**GOAL:**
Transcribe all of the rows below word for word, omitting the picture.

BEGIN STORED DATA

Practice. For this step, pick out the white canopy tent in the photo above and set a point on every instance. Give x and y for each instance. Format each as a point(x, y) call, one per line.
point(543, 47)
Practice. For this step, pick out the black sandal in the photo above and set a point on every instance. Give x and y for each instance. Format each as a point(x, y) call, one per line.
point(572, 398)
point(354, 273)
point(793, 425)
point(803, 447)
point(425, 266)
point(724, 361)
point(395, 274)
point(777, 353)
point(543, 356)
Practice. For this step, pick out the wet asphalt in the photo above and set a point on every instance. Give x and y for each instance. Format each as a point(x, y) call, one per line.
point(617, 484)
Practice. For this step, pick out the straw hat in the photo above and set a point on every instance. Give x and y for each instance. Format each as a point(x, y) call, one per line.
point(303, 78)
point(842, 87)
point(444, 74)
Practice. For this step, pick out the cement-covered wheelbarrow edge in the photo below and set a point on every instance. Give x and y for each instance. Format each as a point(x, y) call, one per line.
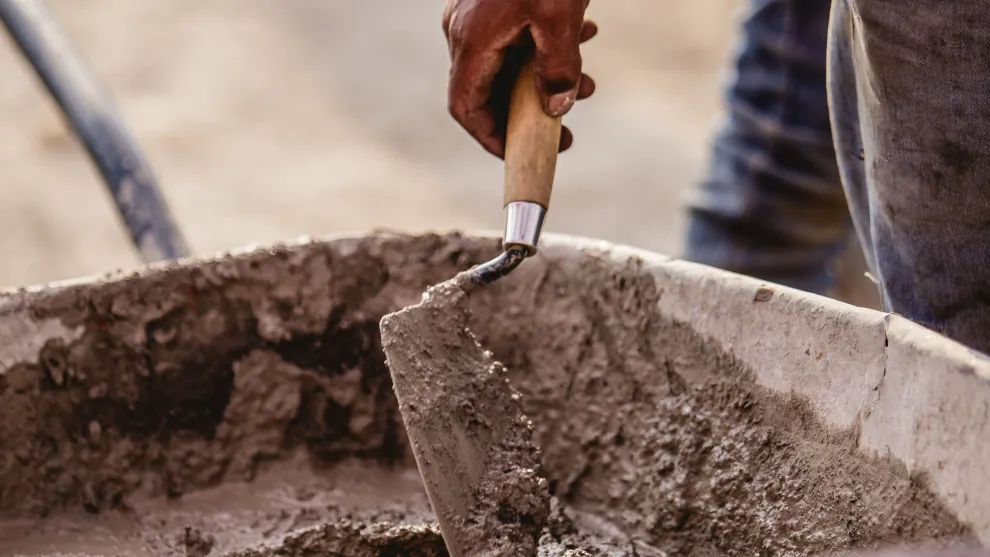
point(910, 394)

END STORED DATA

**CORRECT OUTPUT:**
Practice. For this step, pick out the white canopy tent in the photo above and set a point on every instance. Give x and y for each instance. Format each as a point(x, y) call, one per line.
point(543, 47)
Practice. For this step, pick out the black sandal in the photo above and set a point on every instance. Give x and y for each instance. Format each as a point(x, y) call, one per line.
point(572, 398)
point(354, 273)
point(793, 425)
point(803, 447)
point(425, 266)
point(724, 361)
point(395, 274)
point(777, 353)
point(543, 356)
Practice. For this step, pick out the wet asphalt in the photo above and set a point on every instance. Give x and y for each instance. Format each as a point(x, y) call, one per line.
point(617, 484)
Practice. For this step, pick out the straw hat in the photo above and set a point on every instance. Give x and y for each instance. Format each as a point(x, y) call, one per line.
point(303, 78)
point(842, 87)
point(444, 74)
Practice. For this step, pick out the cement-covered wheelbarrow edge in the photo below and set a point on every instance. Give x and y for each instance. Format each as a point(x, y) call, one per line.
point(910, 394)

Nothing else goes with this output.